___ Text block ___

Will the Upcoming Tax Changes Help or Hurt My Business?

The impending tax reform will help you if you’re a corporation by reducing your tax from 35 percent to 21 percent. Most individuals and small businesses won’t see a benefit. In fact, the tax reform could damage them financially.

A Few Tax Reform Myths and Facts

Myth: The tax reform returns the country to Reagan-era economics and tax reforms.

Fact: The Reagan era featured a few different tax bills. The Economic Recovery Tax Act of 1981 lowered both corporate and personal taxes. It featured an across the board marginal income tax rate decrease of 25 percentage points and indexed income tax brackets. It also cut taxes paid by corporations.

The Tax Reform Act of 1986 was a simplified US tax code. It eliminated deductions, largely to corporations, but increased the standard income deduction. It also helped lower-income individuals and families by expanding the Earned Income Tax Credit (EITC).

The current bill is more similar to the 1981 bill.  According to Jeffrey Frankel, James W. Harpel Professor of Capital Formation and Growth at the Harvard Kennedy School, economists have long rejected the notion, asserted by Reagan, Bush Sr. and their advisors that such bills can result in a deficit neutral effect. The current bill phases in tax increases for families earning less than $75,000, to culminate increases in 2027.

Myth: Today’s economy bears a close resemblance to the 1980s situation.

Fact: The country’s economic situation in the 1980’s differed in many ways from today. In the 1980s, US unemployment was high, people carried less debt, and the population was younger. The negative effect of the 1981 bill on the country required a 1982 bill – Tax Equity and Fiscal Responsibility Act of 1982 – to address. Its extreme tax cuts resulted in a quick increase to the national deficit, which vaulted 3.5 percent from 1980 to 1983 rising from 2.8 percent of the gross national product to 6.3 percent. The current US economic situation features a much lower unemployment rate of 4.1 percent, high debt burdens from both credit cards and student loans, and an aging population already in retirement or about to enter that phase. The Federal Reserve tries to keep economic balance by raising interest rates.

___ The data ___

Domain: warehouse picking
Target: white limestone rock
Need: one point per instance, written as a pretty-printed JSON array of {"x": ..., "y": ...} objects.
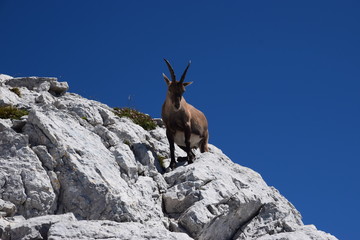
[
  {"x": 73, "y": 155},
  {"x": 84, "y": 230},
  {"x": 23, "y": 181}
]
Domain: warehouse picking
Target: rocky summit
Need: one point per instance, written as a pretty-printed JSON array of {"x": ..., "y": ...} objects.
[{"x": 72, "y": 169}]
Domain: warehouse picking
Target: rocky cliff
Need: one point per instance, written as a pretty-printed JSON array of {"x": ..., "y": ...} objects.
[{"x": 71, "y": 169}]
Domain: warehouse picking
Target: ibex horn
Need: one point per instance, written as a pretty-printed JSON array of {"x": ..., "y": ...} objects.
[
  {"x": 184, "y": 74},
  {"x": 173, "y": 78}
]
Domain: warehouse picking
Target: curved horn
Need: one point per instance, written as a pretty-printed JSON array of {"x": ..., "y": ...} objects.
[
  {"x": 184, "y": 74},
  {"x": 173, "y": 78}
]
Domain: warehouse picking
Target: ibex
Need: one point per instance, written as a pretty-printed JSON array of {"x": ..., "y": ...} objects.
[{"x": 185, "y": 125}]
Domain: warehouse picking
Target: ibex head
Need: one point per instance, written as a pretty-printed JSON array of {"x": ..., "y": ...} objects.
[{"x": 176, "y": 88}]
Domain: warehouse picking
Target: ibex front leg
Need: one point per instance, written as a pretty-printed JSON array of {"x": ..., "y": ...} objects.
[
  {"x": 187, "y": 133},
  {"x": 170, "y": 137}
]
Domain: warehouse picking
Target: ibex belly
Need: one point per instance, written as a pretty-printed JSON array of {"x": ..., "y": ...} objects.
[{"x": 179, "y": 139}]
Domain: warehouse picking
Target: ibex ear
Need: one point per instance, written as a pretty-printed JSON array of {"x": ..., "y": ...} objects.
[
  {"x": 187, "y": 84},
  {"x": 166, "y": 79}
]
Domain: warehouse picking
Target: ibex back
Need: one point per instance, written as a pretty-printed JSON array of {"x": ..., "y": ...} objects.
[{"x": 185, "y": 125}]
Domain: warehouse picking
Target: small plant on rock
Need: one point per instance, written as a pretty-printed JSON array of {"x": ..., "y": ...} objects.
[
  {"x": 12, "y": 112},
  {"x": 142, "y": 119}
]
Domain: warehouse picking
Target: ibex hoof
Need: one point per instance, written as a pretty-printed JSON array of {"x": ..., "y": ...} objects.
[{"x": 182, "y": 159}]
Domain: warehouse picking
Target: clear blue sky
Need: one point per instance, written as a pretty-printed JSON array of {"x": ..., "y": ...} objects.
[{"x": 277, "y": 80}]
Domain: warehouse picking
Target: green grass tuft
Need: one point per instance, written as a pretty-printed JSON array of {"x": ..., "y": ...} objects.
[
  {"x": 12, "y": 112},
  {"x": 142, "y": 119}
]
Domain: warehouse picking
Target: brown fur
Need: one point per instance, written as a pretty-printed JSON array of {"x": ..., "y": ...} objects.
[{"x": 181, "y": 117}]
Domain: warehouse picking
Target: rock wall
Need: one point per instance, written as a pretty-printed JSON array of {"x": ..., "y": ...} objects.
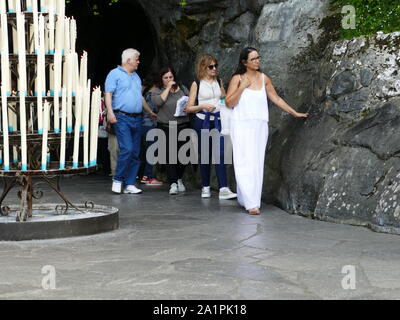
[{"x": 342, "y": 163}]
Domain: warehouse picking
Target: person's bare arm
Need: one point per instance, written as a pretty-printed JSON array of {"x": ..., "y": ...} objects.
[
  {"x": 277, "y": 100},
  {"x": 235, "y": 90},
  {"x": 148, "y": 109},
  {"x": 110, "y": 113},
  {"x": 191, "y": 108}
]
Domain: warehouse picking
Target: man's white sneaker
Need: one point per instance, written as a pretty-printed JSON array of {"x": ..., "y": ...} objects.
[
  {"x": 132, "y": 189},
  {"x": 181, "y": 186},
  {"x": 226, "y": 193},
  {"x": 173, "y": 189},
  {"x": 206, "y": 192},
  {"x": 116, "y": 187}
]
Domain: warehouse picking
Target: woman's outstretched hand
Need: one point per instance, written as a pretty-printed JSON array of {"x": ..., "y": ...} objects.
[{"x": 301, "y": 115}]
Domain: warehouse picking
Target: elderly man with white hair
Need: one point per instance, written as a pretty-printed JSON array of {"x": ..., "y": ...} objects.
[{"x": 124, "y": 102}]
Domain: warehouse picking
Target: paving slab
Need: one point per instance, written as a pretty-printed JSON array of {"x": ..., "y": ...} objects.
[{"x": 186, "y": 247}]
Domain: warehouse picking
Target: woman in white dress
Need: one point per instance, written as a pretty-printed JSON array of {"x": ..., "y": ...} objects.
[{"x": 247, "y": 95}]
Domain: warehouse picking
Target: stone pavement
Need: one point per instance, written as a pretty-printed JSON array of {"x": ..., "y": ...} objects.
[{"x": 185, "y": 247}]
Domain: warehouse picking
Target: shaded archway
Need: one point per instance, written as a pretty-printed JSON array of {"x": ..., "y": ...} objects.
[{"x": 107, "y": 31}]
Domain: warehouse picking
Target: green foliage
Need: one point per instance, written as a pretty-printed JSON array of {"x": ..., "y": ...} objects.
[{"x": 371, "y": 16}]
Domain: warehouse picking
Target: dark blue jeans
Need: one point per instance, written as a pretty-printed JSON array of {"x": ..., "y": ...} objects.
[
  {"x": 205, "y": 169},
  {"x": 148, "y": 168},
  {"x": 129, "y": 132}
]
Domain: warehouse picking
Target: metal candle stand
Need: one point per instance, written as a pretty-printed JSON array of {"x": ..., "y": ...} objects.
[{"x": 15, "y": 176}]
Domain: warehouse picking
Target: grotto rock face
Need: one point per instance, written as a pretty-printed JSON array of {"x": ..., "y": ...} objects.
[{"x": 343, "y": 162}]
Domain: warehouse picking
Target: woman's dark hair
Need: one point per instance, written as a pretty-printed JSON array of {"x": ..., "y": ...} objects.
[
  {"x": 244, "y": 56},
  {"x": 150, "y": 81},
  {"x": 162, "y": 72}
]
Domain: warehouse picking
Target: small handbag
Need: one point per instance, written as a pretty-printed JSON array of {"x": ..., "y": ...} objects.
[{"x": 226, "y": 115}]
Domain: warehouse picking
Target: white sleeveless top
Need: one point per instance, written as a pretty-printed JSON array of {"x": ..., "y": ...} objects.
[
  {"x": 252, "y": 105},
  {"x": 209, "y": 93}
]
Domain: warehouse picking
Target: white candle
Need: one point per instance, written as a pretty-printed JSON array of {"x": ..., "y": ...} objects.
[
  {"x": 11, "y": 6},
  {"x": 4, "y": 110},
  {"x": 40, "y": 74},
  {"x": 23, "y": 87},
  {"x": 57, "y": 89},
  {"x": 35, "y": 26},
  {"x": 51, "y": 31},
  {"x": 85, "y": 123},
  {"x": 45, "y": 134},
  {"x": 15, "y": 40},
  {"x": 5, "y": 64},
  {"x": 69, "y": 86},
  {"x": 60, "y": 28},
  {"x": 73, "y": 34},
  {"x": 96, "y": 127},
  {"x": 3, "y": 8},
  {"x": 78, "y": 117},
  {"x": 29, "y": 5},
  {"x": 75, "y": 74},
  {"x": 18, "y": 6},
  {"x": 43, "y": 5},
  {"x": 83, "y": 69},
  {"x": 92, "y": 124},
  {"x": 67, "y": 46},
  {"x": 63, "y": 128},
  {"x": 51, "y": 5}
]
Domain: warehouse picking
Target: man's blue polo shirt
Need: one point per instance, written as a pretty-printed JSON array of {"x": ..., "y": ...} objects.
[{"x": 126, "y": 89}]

___

§ Problem
Continue the text on the tax reform from after its last sentence.

§ Answer box
How Will Tax Reform Affect Businesses? A Closer Look 

Corporations see the largest benefit, says Larry Simmons of Business & Financial Solutions. They receive a tax reduction of 14%. Small and mid-sized businesses don’t see such a benefit.

The government hinges its hopes on corporations expanding due to their savings, Simmons explained.

“With the shortfall of taxes paid into the system, the government is counting on increased business expansion from large corporations, and those corporations spreading the wealth downstream,” he said in a statement. “Historically, this is not the way that large corporations have operated. Instead of spreading the wealth downstream, the typical pattern has been to fatten our own pockets.”

The administration also needs other, related bills to pass to mitigate the tax shortfalls. Without passage of all bills, carrying the loss remains iffy to impossible.

Both versions of the bill create a new tax on endowments of major private health research institutions. The increased tax burden on these healthcare corporations could have a lasting impact on medical research, says Matthew Shick, Director of Government Relations for the Association of American Medical Colleges. The bill does not affect endowments to public universities. The private health centers will pay a 1.4% percent excise tax on net investment income resulting from endowments.

How Will it Affect Clients and Customers?

Clients and customers in lower-income families will benefit in three ways from the bill:

  • an increase in the child care credit
  • an increase in the standard deduction
  • a reduction in the income tax bracket

Clients and customers in the middle and upper classes lack benefits from either bill. However, as Simmons points out, it doesn’t affect their exemptions. The bill lets the middle and upper class retain their status quo, while improving the situation for those of the lowest incomes. This feature does resemble the positive EITC feature of the Reagan-era 1986 bill.

A much talked about related legislation could affect the way everyone saves for retirement. One method for addressing the shortfall in taxes collected from corporations affects employees. That would be the notion of turning traditional 401(k)s and individual retirement accounts (IRAs) into Roth IRAs. The difference would mean more money upfront for the government since contributions to traditional IRAs go untaxed until they’re withdrawn for use during retirement. Conversely, employees pay immediate taxes on contributions to Roth IRAs, but withdrawals during retirement don’t carry a tax. The government would like it if everyone paid taxes now, not later.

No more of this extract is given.